* **Exercise**: In the listing below, copy unchanged the stretch from the line containing "the woman's right" through the line containing "191,148,212,168", both of those lines included, and give nothing else.
#### Extracted entries ####
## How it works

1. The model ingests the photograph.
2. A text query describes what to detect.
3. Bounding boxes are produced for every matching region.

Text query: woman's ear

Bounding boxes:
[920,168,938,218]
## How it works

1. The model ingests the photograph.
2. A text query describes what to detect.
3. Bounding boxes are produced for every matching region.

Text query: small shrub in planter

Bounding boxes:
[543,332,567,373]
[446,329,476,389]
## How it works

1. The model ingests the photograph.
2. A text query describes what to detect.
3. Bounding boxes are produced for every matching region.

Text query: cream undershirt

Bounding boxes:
####
#### Extracted entries ####
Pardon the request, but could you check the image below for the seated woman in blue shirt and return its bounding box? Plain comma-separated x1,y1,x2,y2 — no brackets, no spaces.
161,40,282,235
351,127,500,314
####
#### Extracted entries ####
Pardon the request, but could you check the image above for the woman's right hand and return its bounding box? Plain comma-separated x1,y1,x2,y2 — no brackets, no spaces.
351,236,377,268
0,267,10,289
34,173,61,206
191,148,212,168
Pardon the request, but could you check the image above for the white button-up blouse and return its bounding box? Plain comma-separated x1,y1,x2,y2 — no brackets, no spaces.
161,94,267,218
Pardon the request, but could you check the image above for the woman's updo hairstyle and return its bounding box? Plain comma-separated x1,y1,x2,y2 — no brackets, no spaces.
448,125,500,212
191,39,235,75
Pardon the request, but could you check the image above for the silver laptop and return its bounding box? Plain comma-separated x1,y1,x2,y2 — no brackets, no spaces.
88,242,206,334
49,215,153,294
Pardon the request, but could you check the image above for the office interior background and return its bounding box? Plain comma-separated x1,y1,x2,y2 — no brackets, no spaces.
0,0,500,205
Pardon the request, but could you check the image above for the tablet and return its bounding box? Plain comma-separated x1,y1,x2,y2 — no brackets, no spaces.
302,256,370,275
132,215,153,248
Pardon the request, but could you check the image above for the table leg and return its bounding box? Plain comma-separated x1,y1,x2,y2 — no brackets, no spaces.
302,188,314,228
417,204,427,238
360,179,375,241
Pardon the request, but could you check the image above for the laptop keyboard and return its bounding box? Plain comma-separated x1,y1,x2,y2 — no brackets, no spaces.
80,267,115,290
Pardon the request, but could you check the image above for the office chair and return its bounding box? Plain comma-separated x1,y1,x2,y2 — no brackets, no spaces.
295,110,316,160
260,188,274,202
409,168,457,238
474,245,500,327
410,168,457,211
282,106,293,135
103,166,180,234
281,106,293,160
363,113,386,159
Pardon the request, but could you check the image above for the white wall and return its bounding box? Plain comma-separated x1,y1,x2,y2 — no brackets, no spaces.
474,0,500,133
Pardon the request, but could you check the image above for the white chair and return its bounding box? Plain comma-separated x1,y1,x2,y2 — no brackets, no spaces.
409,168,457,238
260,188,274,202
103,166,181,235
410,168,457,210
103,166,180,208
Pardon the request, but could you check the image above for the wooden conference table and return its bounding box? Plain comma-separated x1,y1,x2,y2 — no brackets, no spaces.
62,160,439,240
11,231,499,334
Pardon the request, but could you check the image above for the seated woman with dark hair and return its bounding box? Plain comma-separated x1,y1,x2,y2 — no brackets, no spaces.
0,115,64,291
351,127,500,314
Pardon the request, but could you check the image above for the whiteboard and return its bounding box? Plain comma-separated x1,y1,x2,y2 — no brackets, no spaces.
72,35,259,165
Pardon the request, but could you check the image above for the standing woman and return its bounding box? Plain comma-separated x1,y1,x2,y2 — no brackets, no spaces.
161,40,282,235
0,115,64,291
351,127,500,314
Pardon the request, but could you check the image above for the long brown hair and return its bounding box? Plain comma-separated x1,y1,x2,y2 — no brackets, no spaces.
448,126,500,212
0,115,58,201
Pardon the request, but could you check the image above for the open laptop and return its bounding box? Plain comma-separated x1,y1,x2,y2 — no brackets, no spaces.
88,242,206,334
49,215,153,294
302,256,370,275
####
* **Solution for this task**:
Pardon the request, but could you check the image above for the woman's right hand and return its bounding box? Plain comma-separated x1,y1,x2,y2 — no brackets, no spaces.
351,236,377,268
0,267,10,289
34,173,61,206
191,148,212,168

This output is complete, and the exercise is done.